__What to work on__
Would you reproduce every line of the material exactly?

++++++

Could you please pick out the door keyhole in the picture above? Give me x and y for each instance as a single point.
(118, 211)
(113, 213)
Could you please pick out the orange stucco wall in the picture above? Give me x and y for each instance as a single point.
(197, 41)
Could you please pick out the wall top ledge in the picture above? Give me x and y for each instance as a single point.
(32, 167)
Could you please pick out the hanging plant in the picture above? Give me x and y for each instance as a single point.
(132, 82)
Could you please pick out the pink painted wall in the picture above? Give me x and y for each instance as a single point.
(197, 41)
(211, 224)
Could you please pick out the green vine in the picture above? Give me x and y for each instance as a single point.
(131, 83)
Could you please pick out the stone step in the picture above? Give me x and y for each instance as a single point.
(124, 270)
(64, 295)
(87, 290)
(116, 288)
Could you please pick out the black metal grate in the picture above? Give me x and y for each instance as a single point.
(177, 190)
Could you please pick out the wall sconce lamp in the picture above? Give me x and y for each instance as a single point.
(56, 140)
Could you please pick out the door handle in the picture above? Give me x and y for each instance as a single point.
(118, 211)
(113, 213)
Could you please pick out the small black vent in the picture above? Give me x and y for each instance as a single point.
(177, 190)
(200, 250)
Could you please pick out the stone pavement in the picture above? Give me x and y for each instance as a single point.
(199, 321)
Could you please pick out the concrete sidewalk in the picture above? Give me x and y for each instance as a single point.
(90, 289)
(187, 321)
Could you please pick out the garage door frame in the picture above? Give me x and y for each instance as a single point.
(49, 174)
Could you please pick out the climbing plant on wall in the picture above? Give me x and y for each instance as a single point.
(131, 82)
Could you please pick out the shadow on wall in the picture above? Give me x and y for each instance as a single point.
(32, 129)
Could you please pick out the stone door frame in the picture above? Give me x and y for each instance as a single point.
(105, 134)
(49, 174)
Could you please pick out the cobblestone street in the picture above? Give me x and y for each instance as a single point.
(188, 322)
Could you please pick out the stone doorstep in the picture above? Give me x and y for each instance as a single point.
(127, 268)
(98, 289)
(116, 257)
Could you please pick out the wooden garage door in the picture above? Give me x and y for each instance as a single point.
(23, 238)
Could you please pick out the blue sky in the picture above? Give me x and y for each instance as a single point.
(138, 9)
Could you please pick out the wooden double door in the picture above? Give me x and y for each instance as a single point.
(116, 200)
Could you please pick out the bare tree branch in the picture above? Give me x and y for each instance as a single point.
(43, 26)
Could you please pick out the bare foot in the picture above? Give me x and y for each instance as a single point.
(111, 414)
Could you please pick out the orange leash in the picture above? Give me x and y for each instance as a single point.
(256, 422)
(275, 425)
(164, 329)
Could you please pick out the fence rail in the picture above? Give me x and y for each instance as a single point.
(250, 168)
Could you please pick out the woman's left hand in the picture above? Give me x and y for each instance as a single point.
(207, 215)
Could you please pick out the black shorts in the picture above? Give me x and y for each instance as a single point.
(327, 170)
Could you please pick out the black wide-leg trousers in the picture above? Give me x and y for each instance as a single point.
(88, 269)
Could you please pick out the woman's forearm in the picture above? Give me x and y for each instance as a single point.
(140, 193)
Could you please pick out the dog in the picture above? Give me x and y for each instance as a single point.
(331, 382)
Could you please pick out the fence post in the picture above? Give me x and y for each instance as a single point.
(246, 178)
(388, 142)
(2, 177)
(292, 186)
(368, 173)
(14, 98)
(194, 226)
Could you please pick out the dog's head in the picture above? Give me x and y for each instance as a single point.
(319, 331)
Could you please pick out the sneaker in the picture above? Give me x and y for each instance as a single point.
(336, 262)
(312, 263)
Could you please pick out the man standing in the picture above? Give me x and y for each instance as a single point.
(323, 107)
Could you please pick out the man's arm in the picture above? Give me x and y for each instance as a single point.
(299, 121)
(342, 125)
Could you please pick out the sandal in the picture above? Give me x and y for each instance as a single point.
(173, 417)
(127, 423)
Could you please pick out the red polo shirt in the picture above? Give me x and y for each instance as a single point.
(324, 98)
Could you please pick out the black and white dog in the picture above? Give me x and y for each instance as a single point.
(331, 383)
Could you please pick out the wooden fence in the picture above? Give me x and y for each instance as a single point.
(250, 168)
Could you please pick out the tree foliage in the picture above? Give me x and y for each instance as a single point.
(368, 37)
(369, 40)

++++++

__Solution to this exercise__
Could you please pick out the door keyhole in the picture above? Give me x and y for each instance as a single point.
(118, 211)
(113, 213)
Could you please pick out the orange stucco wall in the picture above? Give me x and y for each instance as a single point.
(197, 41)
Could you please pick out the wall top ledge in the picture above? Give me x and y for each instance as a single point.
(32, 167)
Could you please pick out the hanging plant in the picture above? Give me x and y for each instance as a single point.
(132, 82)
Could you please pick out the pink painted wall in the picture above? Give me x and y for each instance as a single point.
(197, 41)
(211, 224)
Could you please pick out the green vine in the picture above? Give me x and y for each instance as a single point.
(131, 83)
Could you please pick out the stone step in the picture above? Give me x and y for each instance as a single point.
(124, 270)
(64, 295)
(87, 290)
(116, 288)
Could you please pick out the black metal grate in the picture above? Give me x and y for each instance as a single point.
(177, 190)
Could you please pick out the wall sconce lamp in the picture above? Give me x and y for each instance as a single point.
(56, 140)
Could you please pick out the door handle in the picture above? Give me x and y for each instance as a single point.
(118, 211)
(113, 213)
Could you please pick out the small black vent in the picture above? Give me x and y for each instance as a single point.
(177, 190)
(200, 250)
Could you please pick out the stone pavement in the picture above? Give me x and y for each instance as a single point.
(199, 321)
Could you please pick out the concrete sidewalk in the picture above? Give me x and y for each instance as a single point.
(90, 289)
(187, 321)
Could you please pick out the garage door frame in the picture above? Give me x and y for each instance as a single point.
(49, 174)
Could you please pick out the climbing plant on wall in the picture above? Give me x and y for each instance as a single point.
(131, 82)
Could you please pick out the shadow on wall in the picture above? Give me x and y for each instance as a single point.
(32, 129)
Could you please pick out the stone door frame in the picture above? Give me x and y for each instance as a single point.
(105, 134)
(49, 174)
Could you please pick out the cobblestone street in the picture above? Give me x and y for each instance as a single point.
(188, 322)
Could you please pick out the stone doorstep in the picture above? Give me x and y for each instance as a single point.
(127, 268)
(98, 289)
(116, 257)
Could you please pick out the wooden garage door in the picture above? Give me x and y for each instance as a single point.
(23, 238)
Could you please pick out the blue sky in the picture above? Give me x and y for each instance as a single point.
(138, 9)
Could you please pick out the wooden double door in the picture above? Give me x and y for each instance as a single point.
(116, 200)
Could you please pick out the bare tree branch in the picture above? Give me x and y for each instance as a single point.
(43, 26)
Could you please pick out the bare foot in the picture above? Give me x and y for each instance as a single point.
(111, 414)
Could you please pick out the orange leash in the picture above? Give me x and y for each instance as a single point.
(256, 422)
(275, 425)
(164, 329)
Could you please pick out the fence rail in the picture above? Give me x and y for each instance as a single point.
(250, 168)
Could you please pick out the woman's left hand in the picture above? Give me x and y for each instance as a single point.
(207, 215)
Could you please pick out the black shorts in the picture above? Give me x and y for each instance as a single point.
(327, 170)
Could you please pick out the black wide-leg trousers in the picture above? Give me x and y for each instance as a single point.
(88, 269)
Could you please pick out the woman's forearm in the picture above? Give me x and y for each instance as a single point.
(140, 193)
Could you please pick out the dog in the picture above? Give me x and y for each instance as a single point.
(331, 382)
Could you please pick out the fence post in the picture above? Give me x and y for each instance as a single point.
(246, 178)
(388, 142)
(2, 177)
(292, 186)
(368, 173)
(14, 98)
(194, 226)
Could you please pick out the dog's head in the picture above? Give me x and y for each instance as a single point.
(319, 331)
Could you please pick out the sneaker in the picture above? Give me x and y for each instance as a single point.
(336, 262)
(312, 263)
Could you please pick out the man standing in the picture above? Give me x and y for each instance as a single point.
(323, 107)
Could you please pick out the man's arm in the picture above? Give me x and y for each instance as a single point.
(299, 121)
(342, 125)
Could you please pick out the sandal in the picture above? Give me x and y for each instance as a single point.
(173, 417)
(127, 423)
Could you please pick out the red polo shirt in the picture above? Give me x and y for each instance as a single point.
(324, 98)
Could you please pick out the black and white dog in the picture above? Give me x and y for each instance as a single point.
(331, 383)
Could you please pick out the wooden fence in the picture above? Give me x and y for each instance as a single point.
(250, 168)
Could you please pick out the tree foliage in the picture above? Give me x and y for each instance as a single point.
(368, 37)
(369, 40)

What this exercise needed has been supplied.